People

Co-Directors, Researchers, and Editors

Shana Sippy 

(Ph.D. Columbia University) is Research Associate at Carleton College, where she taught from 2009-2016. She is also an Associate Professor of Religion at Centre College in Danville, KY. Her book Diasporic Desires: Making Hindus and the Cultivation of Longing in the US and Beyond, which explores articulations and representations of religious and cultural identities among Hindus in the U.S. and transnationally is forthcoming from New York University Press. More generally, her work examines the politics of religious identity, the making of Hindu and Jewish selves and communities in modernity, as well as the intersection of religious traditions with colonialism, social movements, and globalization. Her next book project explores the religious and political alliances between Hindus and Jews, India and Israel, and the place of the Muslim, Palestinian and Pakistani 'Other' in those ethno-national solidarities. Other projects examine the adoption and re-visioning and re-interpretation of rituals and she has increasingly conducted research on Somali Muslim communities as well. Before setting on the long and winding path of academia, Shana co-authored, with Rachel Dobkin, Educating Ourselves: The College Women's Handbook (Workman Press, 1996).

Michael D. McNally 

(Ph.D. Harvard University) is John M. and Elizabeth W. Musser Professor of Religious Studies at Carleton College, where he has taught since 2001. Trained as an historian of religion in America, his scholarship concerns the religions and religious histories of Native American communities, especially Minnesota’s Ojibwe, or Anishinaabe, people.  He is author of Ojibwe Singers: Hymns, Grief and a Native Culture in Motion (Oxford U Press 2000, MN Hist. Soc. Press, 2009) and Honoring Elders: Aging, Authority, and Ojibwe Religion (Columbia U. Press, 2009) and, most recently, Defend the Sacred: Native American Religious Freedom beyond the First Amendment (Princeton U. Press, 2020).  The most recent book was supported with a 2017-18 Guggenheim Fellowship.

**GIVEN RECORDS**
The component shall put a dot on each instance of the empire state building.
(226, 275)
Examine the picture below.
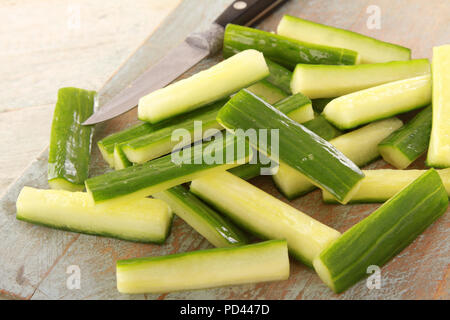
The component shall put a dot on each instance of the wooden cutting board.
(36, 262)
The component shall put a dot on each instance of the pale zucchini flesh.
(283, 50)
(217, 82)
(360, 146)
(143, 220)
(202, 218)
(382, 184)
(264, 261)
(279, 76)
(384, 101)
(371, 50)
(328, 81)
(439, 150)
(70, 141)
(264, 215)
(383, 234)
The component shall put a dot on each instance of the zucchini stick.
(203, 219)
(383, 234)
(299, 148)
(382, 184)
(143, 220)
(70, 141)
(285, 51)
(265, 261)
(264, 215)
(409, 142)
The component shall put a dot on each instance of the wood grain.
(421, 271)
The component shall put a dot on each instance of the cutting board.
(39, 263)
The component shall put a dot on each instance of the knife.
(192, 50)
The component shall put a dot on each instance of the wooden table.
(82, 44)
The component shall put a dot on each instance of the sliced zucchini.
(247, 171)
(299, 147)
(384, 233)
(439, 150)
(107, 144)
(285, 51)
(279, 76)
(322, 81)
(380, 185)
(406, 144)
(320, 126)
(298, 107)
(162, 141)
(267, 91)
(370, 49)
(166, 172)
(70, 141)
(264, 261)
(379, 102)
(360, 146)
(143, 220)
(205, 87)
(264, 215)
(201, 217)
(120, 159)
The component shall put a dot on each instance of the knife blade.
(192, 50)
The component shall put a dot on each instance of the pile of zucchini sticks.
(332, 97)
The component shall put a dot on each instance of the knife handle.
(247, 12)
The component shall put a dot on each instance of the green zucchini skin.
(107, 144)
(217, 82)
(299, 147)
(360, 146)
(381, 184)
(328, 81)
(160, 174)
(409, 142)
(203, 219)
(247, 171)
(279, 76)
(370, 49)
(320, 104)
(70, 141)
(438, 155)
(145, 220)
(298, 107)
(285, 51)
(380, 102)
(159, 142)
(320, 126)
(267, 91)
(264, 261)
(384, 233)
(120, 159)
(264, 215)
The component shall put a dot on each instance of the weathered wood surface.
(34, 259)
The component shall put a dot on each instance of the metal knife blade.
(176, 62)
(192, 50)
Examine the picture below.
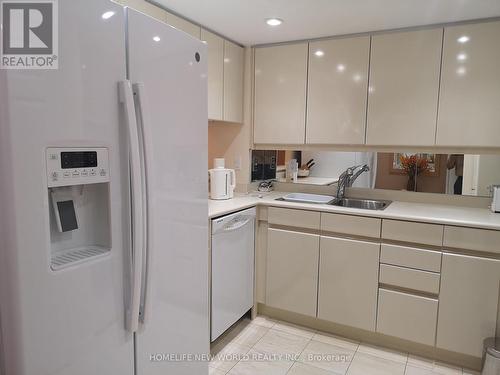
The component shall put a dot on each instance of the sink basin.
(365, 204)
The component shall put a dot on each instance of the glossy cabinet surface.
(294, 218)
(469, 109)
(280, 94)
(337, 91)
(407, 316)
(234, 61)
(421, 259)
(468, 302)
(348, 282)
(406, 231)
(409, 278)
(215, 74)
(184, 25)
(292, 271)
(403, 88)
(351, 225)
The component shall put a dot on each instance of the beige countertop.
(422, 212)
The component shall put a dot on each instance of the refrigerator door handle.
(137, 220)
(140, 102)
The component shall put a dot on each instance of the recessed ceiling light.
(107, 15)
(274, 21)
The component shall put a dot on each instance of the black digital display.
(78, 159)
(67, 215)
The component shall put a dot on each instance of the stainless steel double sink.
(363, 204)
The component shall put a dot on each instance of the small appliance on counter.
(495, 203)
(222, 181)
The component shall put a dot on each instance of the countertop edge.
(385, 214)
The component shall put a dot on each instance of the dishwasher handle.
(237, 224)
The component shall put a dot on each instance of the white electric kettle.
(222, 181)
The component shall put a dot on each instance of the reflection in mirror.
(420, 172)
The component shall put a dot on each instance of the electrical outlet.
(237, 163)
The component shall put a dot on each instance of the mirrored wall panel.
(457, 174)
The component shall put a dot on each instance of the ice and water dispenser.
(79, 205)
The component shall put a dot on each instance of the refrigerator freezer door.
(170, 70)
(67, 322)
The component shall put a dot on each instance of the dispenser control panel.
(76, 166)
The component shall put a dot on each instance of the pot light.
(274, 21)
(107, 15)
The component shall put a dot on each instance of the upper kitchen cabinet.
(182, 24)
(225, 78)
(234, 61)
(215, 74)
(337, 87)
(280, 94)
(469, 110)
(403, 88)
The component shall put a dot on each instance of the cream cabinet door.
(215, 45)
(469, 110)
(337, 86)
(468, 302)
(403, 88)
(234, 60)
(348, 282)
(184, 25)
(280, 94)
(292, 271)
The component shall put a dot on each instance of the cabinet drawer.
(472, 239)
(293, 218)
(407, 316)
(349, 224)
(409, 278)
(428, 234)
(427, 260)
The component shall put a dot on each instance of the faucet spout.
(348, 177)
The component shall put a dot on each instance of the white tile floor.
(268, 347)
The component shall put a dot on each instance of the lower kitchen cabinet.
(348, 282)
(468, 303)
(407, 316)
(292, 271)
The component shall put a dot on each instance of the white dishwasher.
(233, 249)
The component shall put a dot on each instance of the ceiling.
(244, 20)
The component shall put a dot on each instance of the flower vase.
(411, 185)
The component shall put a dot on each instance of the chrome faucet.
(348, 177)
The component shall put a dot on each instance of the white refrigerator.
(103, 203)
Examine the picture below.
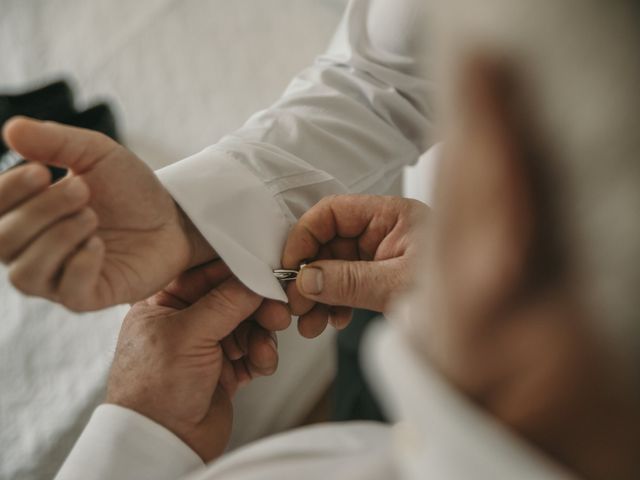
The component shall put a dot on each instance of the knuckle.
(21, 278)
(224, 301)
(348, 287)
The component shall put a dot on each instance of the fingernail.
(94, 244)
(75, 189)
(35, 176)
(274, 341)
(311, 280)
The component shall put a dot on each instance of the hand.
(108, 233)
(170, 364)
(366, 246)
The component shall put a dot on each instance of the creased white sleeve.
(121, 444)
(347, 124)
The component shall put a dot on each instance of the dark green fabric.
(353, 399)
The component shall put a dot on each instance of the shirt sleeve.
(121, 444)
(347, 124)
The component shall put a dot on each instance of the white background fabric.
(181, 73)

**REQUESTS**
1) Please write out the part of the people page that begins at the words "(Ph.D. Harvard University)" and stops after "2017-18 Guggenheim Fellowship.".
2) On the people page, what fellowship supported Michael D. McNally's most recent book?
The listing above comes from a separate source unrelated to the people page.

**ANSWERS FOR THE EXERCISE**
1)
(Ph.D. Harvard University) is John M. and Elizabeth W. Musser Professor of Religious Studies at Carleton College, where he has taught since 2001. Trained as an historian of religion in America, his scholarship concerns the religions and religious histories of Native American communities, especially Minnesota’s Ojibwe, or Anishinaabe, people.  He is author of Ojibwe Singers: Hymns, Grief and a Native Culture in Motion (Oxford U Press 2000, MN Hist. Soc. Press, 2009) and Honoring Elders: Aging, Authority, and Ojibwe Religion (Columbia U. Press, 2009) and, most recently, Defend the Sacred: Native American Religious Freedom beyond the First Amendment (Princeton U. Press, 2020).  The most recent book was supported with a 2017-18 Guggenheim Fellowship.

2) A 2017-18 Guggenheim Fellowship.